### Travail demandé
Prolongez la critique de Shadow of the Beast version 2016 en reprenant juste après sa dernière phrase.

### Extrait du document
Avec leur réécriture du jeu de 1989, les développeurs de Heavy Spectrum ne s'en sont jamais cachés : ce Shadow of the Beast crû 2016, qui reste cantonné au genre action/plate-forme avec déplacements en 2D, est un projet de fans à destination des fans. Et aucun doute, lorsque défilent les plaines verdoyantes de Karamoon qui, accompagnées de quelques notes réveillant les souvenirs de la bande-son signée David Whittaker, semblent telles qu'on les avait connues il y a 27 ans sur Amiga, le charme opère.

L'amoureux des aventures d'Aarbron, monstre sanguinaire désireux de se venger de ses maîtres, ne trouvera pas grand-chose à redire sur la plan de la fidélité esthétique et sera même ravi, qu'entre des décors, designs et sons évocateurs, les bestioles mécaniques et le décor automnal conçus par Roger Dean pour les packagings et pages de chargement d'époque aient même eu droit de prendre vie... Ajoutez à cela la possibilité de débloquer l'oeuvre d'origine - avec un God Mode de bon aloi - ainsi que ses musiques pouvant s'appliquer à la nouvelle version et on se dit que le bonheur est complet. Surtout si la modernité s'est invitée à la fête.

Coucou, tu veux voir ma Beast ?

### Informations fournies
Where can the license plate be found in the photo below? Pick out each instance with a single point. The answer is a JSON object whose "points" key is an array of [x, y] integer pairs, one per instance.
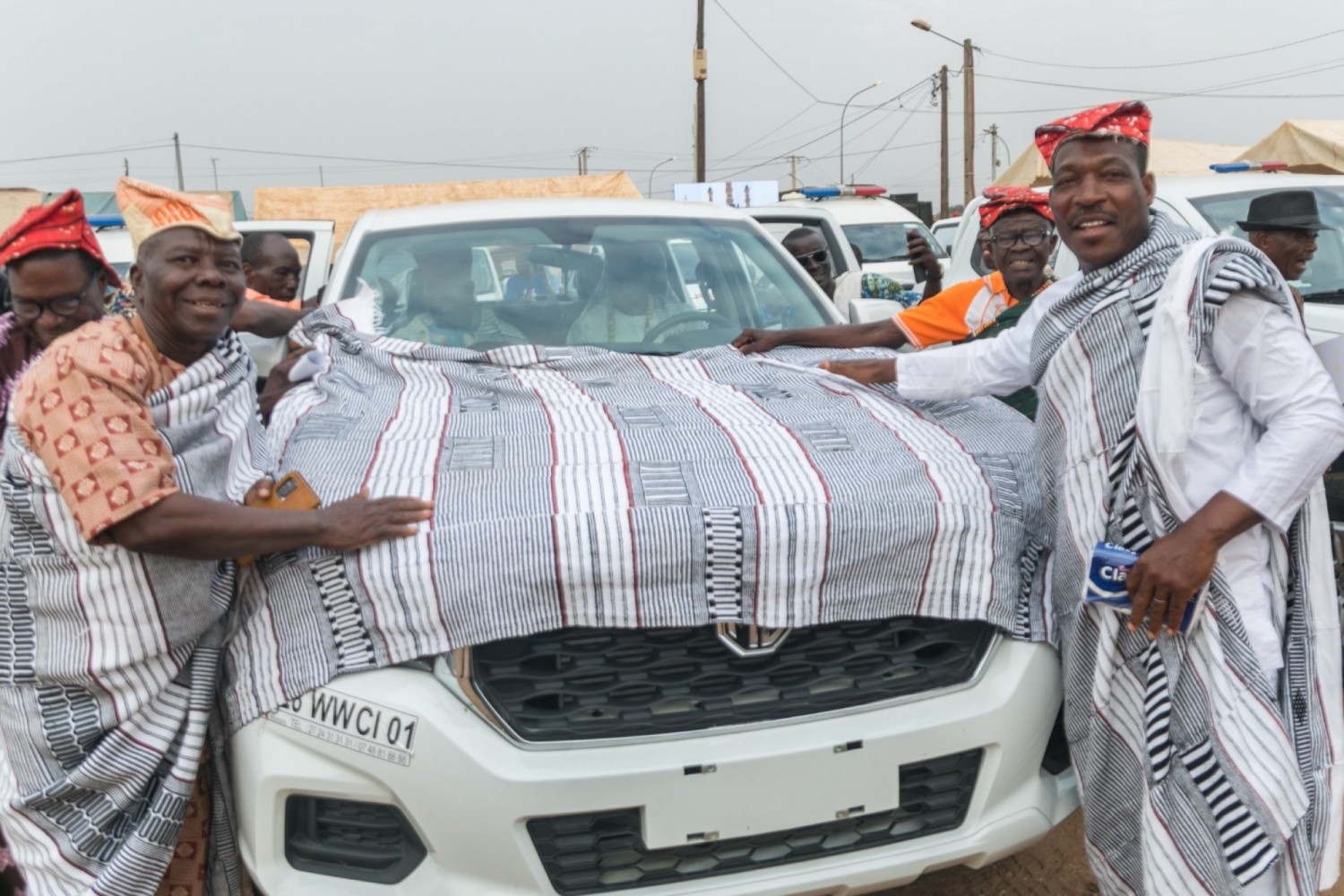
{"points": [[774, 793], [362, 726]]}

### Réponse attendue
Le problème, c'est que l'enthousiasme des premiers instants suscités par ce jeu d'action et de plate-forme en 2,5D s'éteint assez rapidement. Le stage d'initiation laisse entrevoir des combats techniques, dans lesquels on bénéficie d'attaques hyperviolentes que ne renieraient ni Wolverine ni Freddy Krueger, d'esquives, de blocages, de parades, d'étourdissements et d'un mode dans lequel on peut enchaîner plusieurs ennemis à l'aide d'un QTE au timing des plus rigoureux. C'est nerveux, percutant, gore et on sent poindre une motivation à accomplir des combos plus élaborés. Avec la progression et les nouveaux ennemis sur lesquels il faut employer des attaques spécifiques, il y a toujours plus d'exigence. Le button mashing paraît proscrit, on s'en lèche presque les babines.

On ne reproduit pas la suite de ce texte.